> What to work on: Continue the answer about why an innocent person might plead guilty to a DUI/DWI charge in Maryland, picking up after its last sentence.

> Extract:
= = = = = = =

Question: Why would an innocent person plead guilty to a DUI/DWI charge in Maryland?
Answer: Well, oftentimes the state will have the information it needs to prove a charge. So, if one was to go to court and try the case if the defendant and his lawyer are aware that the state has sufficient evidence to prove the case on the one hand, and yet they are offering a plea arrangement that is favorable to a defendant driver, he may choose to plead guilty as a lesser evil. So, for example, I mean, if one was a diabetic say.
Or maybe a better version would be if one took some medication that was prescribed to them to take, yet that medication had impairing side effects, a person might plead to a DUI or a DWI charge in exchange for probation before a judgment type of a verdict as opposed to a trial in the case, which could have more dire consequences. In that particular case, potentially pleading may be a better avenue. In that case, that person probably technically may be guilty of impairment anyway because driving after taking medications that the driver should have known would have been impairing to the person, that can still result—and rightfully so—in a DUI charge.

= = = = = = =

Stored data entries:
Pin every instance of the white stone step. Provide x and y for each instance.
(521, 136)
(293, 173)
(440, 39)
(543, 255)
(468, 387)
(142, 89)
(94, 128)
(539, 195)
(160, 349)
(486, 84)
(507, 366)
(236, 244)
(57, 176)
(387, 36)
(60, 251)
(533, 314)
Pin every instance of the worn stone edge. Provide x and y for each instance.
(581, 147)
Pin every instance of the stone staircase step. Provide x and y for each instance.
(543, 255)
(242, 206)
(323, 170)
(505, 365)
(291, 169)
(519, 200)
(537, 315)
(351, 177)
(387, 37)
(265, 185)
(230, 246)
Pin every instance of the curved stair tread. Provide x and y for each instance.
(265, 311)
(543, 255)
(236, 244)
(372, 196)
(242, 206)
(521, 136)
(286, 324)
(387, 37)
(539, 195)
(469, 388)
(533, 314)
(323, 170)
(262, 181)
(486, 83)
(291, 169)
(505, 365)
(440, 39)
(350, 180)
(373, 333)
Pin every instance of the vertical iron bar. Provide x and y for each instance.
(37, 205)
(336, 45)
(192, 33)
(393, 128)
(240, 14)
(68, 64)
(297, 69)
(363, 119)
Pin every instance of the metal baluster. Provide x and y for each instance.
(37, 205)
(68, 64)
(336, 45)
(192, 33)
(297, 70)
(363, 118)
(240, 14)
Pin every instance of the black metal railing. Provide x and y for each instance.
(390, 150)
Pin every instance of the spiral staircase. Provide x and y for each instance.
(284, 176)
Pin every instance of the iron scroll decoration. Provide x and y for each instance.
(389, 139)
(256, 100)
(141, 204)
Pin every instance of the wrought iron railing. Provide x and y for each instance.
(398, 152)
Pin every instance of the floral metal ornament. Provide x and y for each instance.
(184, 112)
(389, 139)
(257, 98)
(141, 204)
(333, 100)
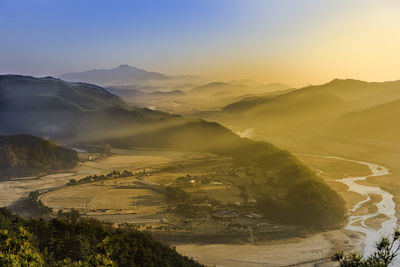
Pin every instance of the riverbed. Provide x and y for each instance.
(386, 206)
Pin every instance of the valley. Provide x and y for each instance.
(132, 200)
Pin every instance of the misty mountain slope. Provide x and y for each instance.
(80, 121)
(128, 77)
(76, 112)
(17, 90)
(312, 108)
(234, 88)
(381, 123)
(25, 155)
(121, 74)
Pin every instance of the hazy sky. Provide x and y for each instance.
(290, 41)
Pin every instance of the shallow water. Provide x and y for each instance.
(386, 206)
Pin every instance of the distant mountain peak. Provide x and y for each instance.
(125, 66)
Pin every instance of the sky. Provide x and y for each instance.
(296, 42)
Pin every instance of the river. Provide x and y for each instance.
(386, 206)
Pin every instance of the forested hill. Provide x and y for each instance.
(77, 113)
(72, 241)
(26, 155)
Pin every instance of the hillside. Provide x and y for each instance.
(311, 108)
(116, 123)
(121, 74)
(25, 155)
(72, 241)
(234, 88)
(130, 77)
(379, 123)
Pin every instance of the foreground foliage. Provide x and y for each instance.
(386, 251)
(69, 240)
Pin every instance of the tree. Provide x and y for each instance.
(385, 251)
(17, 250)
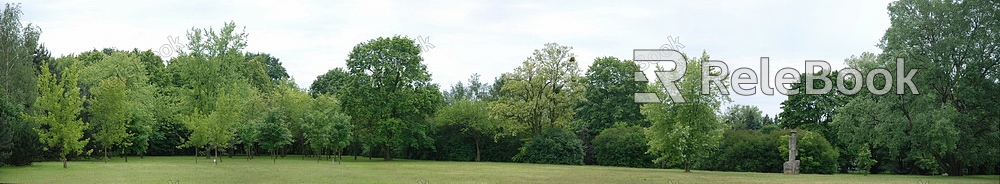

= = = = = = =

> Written response:
Conversely, after having said that, if a person is truly innocent and there is some other viable explanation for the impairment-like behavior, then potentially pleading guilty would not be the correct avenue to take in such a case. But to answer the question why an innocent person would plead guilty, one has to assume that there is sufficient, well beyond sufficient evidence to prove the charge without much mitigating defenses. And if that’s the case, one may consider that course of action as being the safest course of action to get out of the court as least scathed as possible.